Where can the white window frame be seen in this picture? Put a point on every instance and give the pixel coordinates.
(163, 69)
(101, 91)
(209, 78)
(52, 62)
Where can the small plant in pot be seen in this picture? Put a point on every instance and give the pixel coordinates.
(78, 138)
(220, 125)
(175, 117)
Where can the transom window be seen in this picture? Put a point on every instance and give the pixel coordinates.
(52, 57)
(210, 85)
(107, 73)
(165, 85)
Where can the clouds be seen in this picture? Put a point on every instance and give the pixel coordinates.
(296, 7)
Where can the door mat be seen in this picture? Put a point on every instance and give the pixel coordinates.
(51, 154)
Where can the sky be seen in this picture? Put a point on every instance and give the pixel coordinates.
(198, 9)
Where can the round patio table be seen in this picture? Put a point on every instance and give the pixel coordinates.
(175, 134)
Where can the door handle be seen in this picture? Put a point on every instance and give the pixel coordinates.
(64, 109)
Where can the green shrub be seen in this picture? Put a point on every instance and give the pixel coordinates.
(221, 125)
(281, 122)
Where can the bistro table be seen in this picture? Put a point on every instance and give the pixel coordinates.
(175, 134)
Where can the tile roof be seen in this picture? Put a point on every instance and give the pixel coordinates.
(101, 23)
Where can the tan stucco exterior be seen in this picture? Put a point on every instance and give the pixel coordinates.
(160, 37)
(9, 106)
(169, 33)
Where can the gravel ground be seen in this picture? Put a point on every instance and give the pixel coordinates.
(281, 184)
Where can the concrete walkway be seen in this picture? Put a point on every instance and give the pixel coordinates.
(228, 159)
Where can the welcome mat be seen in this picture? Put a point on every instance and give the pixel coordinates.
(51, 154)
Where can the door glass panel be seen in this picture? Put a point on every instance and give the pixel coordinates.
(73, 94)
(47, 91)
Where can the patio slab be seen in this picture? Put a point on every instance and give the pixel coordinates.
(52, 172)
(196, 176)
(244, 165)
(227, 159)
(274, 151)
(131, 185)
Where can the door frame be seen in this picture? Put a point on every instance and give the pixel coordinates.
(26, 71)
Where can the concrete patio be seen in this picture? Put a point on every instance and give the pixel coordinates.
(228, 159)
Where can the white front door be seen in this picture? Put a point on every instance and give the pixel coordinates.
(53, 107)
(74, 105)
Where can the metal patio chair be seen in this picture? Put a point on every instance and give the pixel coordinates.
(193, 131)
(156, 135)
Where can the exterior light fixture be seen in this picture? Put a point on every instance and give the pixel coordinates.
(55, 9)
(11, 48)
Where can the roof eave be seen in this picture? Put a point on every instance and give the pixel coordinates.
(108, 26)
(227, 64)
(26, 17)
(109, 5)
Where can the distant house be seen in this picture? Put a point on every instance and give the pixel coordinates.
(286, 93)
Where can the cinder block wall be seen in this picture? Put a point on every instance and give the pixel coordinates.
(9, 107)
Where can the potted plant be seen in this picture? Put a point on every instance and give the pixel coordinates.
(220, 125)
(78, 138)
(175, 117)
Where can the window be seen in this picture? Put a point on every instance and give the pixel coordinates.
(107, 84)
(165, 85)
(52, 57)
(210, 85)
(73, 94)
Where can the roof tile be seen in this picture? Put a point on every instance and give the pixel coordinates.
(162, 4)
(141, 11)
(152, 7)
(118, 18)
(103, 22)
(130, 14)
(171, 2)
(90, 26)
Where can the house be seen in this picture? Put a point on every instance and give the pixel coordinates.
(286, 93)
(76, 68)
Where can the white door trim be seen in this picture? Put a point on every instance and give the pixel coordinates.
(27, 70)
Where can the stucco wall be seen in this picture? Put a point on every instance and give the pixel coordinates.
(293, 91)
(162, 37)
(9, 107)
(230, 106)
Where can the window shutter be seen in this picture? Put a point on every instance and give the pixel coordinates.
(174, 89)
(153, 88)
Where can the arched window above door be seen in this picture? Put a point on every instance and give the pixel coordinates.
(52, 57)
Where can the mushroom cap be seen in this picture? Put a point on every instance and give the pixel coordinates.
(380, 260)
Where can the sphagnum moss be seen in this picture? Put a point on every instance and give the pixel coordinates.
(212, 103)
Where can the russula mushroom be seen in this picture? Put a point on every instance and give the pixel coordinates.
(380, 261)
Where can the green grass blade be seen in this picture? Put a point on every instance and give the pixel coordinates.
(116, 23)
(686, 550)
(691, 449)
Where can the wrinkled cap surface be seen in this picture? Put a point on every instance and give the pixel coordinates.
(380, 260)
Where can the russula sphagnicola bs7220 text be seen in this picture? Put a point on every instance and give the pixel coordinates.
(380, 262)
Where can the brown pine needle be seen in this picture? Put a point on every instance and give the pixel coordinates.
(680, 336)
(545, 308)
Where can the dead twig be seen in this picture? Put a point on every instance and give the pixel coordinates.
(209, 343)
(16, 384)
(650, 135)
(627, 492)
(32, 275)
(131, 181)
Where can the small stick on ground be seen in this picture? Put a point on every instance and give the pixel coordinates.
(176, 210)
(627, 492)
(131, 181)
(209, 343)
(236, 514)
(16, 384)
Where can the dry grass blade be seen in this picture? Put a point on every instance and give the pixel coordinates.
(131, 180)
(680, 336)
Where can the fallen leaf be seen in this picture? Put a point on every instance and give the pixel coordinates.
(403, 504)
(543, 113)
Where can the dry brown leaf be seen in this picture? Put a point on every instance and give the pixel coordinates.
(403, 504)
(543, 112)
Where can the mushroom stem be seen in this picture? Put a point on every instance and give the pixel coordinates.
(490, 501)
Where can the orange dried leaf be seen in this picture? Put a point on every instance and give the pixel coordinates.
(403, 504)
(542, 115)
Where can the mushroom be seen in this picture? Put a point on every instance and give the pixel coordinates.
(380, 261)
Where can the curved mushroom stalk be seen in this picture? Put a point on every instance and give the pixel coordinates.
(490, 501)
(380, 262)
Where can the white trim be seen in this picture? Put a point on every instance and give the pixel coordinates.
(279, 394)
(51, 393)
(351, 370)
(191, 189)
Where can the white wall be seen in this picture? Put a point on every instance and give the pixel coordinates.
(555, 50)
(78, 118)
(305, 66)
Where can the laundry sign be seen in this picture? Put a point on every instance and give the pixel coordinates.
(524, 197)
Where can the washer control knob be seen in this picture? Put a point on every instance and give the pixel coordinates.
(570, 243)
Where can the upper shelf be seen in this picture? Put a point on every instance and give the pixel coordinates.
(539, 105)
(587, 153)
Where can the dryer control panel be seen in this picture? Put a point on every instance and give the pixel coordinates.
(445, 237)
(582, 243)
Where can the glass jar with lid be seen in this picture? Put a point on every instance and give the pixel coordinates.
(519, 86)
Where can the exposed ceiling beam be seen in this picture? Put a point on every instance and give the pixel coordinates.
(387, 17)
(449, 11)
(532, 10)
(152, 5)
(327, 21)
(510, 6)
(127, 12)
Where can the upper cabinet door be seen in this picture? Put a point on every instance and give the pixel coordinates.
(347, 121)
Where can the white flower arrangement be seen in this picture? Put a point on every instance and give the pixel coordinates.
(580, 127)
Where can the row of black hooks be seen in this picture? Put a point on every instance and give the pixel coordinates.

________________________________________

Set task >> Reproduce all of the data above word for word, line by line, in the same order.

Solution >>
Where can the white window frame be seen in this picture? Put a point on every instance and give the pixel coordinates.
(163, 69)
(101, 91)
(209, 78)
(52, 62)
Where can the small plant in pot be seen in this picture? Put a point on every instance and give the pixel coordinates.
(78, 138)
(220, 125)
(175, 117)
Where can the transom window be seen in this picture? Put a point on every instance and give the pixel coordinates.
(52, 57)
(210, 85)
(107, 73)
(165, 85)
Where can the clouds be seen in this picture? Put a point on every instance and give the pixel coordinates.
(296, 7)
Where can the door mat be seen in this picture? Put a point on every instance and give the pixel coordinates.
(51, 154)
Where can the sky be seen in this picture? Put a point on every instance and give the pixel coordinates.
(198, 9)
Where can the round patio table be seen in this picture? Put a point on every instance and give the pixel coordinates.
(175, 134)
Where can the door handle be seen in this picture? Put a point on every instance and give the pixel coordinates.
(64, 109)
Where can the green shrub be seen in this picture? Put a point on every instance and give the pixel coordinates.
(221, 125)
(281, 122)
Where can the bistro table be seen in this picture? Put a point on every instance and give the pixel coordinates.
(175, 134)
Where can the tile roof be seen in this picture? Put a point on every instance and give the pixel coordinates.
(101, 23)
Where can the tan stucco exterior be seen in this picture? Put a point on every instance and give the pixel coordinates.
(160, 37)
(9, 106)
(169, 33)
Where can the gravel ground be seen in this picture? Put a point on every instance and give the pixel coordinates.
(281, 184)
Where can the concrete walkway be seen in this picture? Put a point on every instance and give the pixel coordinates.
(228, 159)
Where can the welcome mat be seen in this picture? Put a point on every instance and give the pixel coordinates.
(51, 154)
Where can the door glass panel be seen in this picture? Put a point on every instance and give the pixel coordinates.
(73, 94)
(47, 91)
Where can the patio slab be seen in this picture? Put a point on every instance and give the pixel coordinates.
(52, 172)
(196, 176)
(244, 165)
(227, 159)
(274, 151)
(131, 185)
Where can the door frame be seen in this picture? Put a point on every instance and give the pixel coordinates.
(26, 71)
Where can the concrete patio be seen in this picture? Put a point on every instance and give the pixel coordinates.
(228, 159)
Where can the white front door be seen in this picture? Put a point on every instance and give the pixel coordinates.
(53, 107)
(74, 105)
Where can the metal patio chair be seen in this picture? Put a point on every instance and give the pixel coordinates.
(193, 131)
(156, 135)
Where can the exterior light fixture be seen in this picture? Put a point on every instance and give the pixel coordinates.
(55, 9)
(11, 48)
Where can the roof eave be seen in this picture? Put a point on every instance and give the pixel coordinates.
(108, 26)
(227, 64)
(26, 17)
(109, 5)
Where can the distant house be seen in this picture? Put a point on every instance and give the pixel coordinates.
(286, 93)
Where can the cinder block wall be seen in this picture? Put a point on every instance and give the pixel coordinates.
(9, 107)
Where can the potted plant be seen in this picture? Put a point on every instance and give the pixel coordinates.
(220, 125)
(78, 138)
(175, 117)
Where can the window be seen in this picture? Put a point on every instance and give the pixel coordinates.
(107, 84)
(165, 85)
(52, 57)
(210, 85)
(73, 94)
Where can the roof tile be seen in this picture? Put a point on every instance and give the pixel coordinates.
(162, 4)
(141, 11)
(152, 7)
(118, 18)
(103, 22)
(130, 14)
(171, 2)
(90, 26)
Where can the house be seen in this picture? Put a point on every instance and give the pixel coordinates.
(286, 93)
(76, 68)
Where can the white door trim be seen in this picture? Put a point on every instance and give the pixel coordinates.
(27, 70)
Where can the stucco wall be seen in this picture? Put a point on every instance and give the pixel coordinates.
(293, 91)
(162, 37)
(9, 107)
(230, 106)
Where can the window shutter be seen in this picture? Put a point on every instance and give the pixel coordinates.
(174, 89)
(153, 88)
Where can the arched window above door be seen in this picture? Put a point on every instance and give the pixel coordinates.
(52, 57)
Where can the mushroom cap be seen in this picture? Put a point on every instance and give the pixel coordinates.
(380, 260)
Where can the sphagnum moss be seen in this picture? Put a point on every instance and give the pixel coordinates.
(212, 103)
Where can the russula mushroom be seen in this picture? Put a point on every instance and give the pixel coordinates.
(380, 261)
Where can the green grass blade be seen in this picture? Put a point on every instance and give the pixel coordinates.
(116, 23)
(686, 550)
(691, 449)
Where can the wrinkled cap surface be seen in this picture? Put a point on every instance and give the pixel coordinates.
(380, 260)
Where can the russula sphagnicola bs7220 text be seen in this picture? Put a point on every instance and give the pixel coordinates.
(380, 262)
Where can the brown pine needle be seen in this picture? Put a point on every instance and give the pixel coordinates.
(680, 336)
(545, 308)
Where can the dead twig be seen in this picture? Put a point on every instance and give the pixel coordinates.
(209, 343)
(16, 384)
(650, 135)
(627, 492)
(32, 275)
(131, 181)
Where can the small stick on ground be seen in this picture? Put a point on every instance and give the pixel coordinates.
(176, 210)
(627, 492)
(131, 181)
(209, 343)
(236, 514)
(16, 384)
Where can the dry grass blade be seen in this picture? Put a point on every instance and give the pixel coordinates.
(131, 180)
(680, 336)
Where can the fallen leaf be seen in this picture? Put a point on every instance and give the pixel coordinates.
(403, 504)
(543, 113)
Where can the dry brown leaf be seen in this picture? Put a point on every instance and give the pixel coordinates.
(403, 504)
(543, 112)
Where can the mushroom stem be seen in this picture? Put a point on every instance and give the pixel coordinates.
(490, 501)
Where can the orange dried leaf be seen in this picture? Put a point on every instance and give the pixel coordinates.
(403, 504)
(542, 115)
Where can the mushroom be seen in this picture? Put a point on every instance and give the pixel coordinates.
(380, 261)
Where can the curved mushroom stalk be seen in this picture? Put a point on every instance and give the pixel coordinates.
(490, 501)
(380, 262)
Where can the white trim be seen in this picture? Put a point on every instance and give the pixel coordinates.
(279, 394)
(51, 393)
(351, 370)
(191, 189)
Where can the white wall be seen in this picture? Put a point on every instance and give the pixel coordinates.
(555, 50)
(78, 118)
(305, 66)
Where can the laundry sign be seen in this picture? Put a point on every instance and give the pixel coordinates.
(524, 197)
Where can the washer control knob be seen in this picture? Put a point on every instance and give the pixel coordinates.
(570, 243)
Where can the upper shelf be seen in this picture? Put a point on every instance and give the pixel coordinates.
(539, 105)
(587, 153)
Where can the dryer control panel be seen in this picture? Put a point on every instance and give the pixel coordinates.
(445, 237)
(582, 243)
Where can the glass jar with lid be seen in this picture? Put a point on every instance and give the pixel coordinates.
(519, 86)
Where can the exposed ceiling beam be seen in this picture? Put a point on every instance and give the pixel coordinates.
(387, 17)
(449, 11)
(532, 10)
(152, 5)
(327, 21)
(510, 6)
(127, 12)
Where can the upper cabinet door be seen in this picture? Put a point on every instance and give the pixel coordinates.
(347, 121)
Where can the white flower arrangement be seen in this picture? Put a point on every instance and give the pixel coordinates.
(580, 127)
Where can the row of black hooks be seen in this picture? Put a point on every instance and give the pixel coordinates.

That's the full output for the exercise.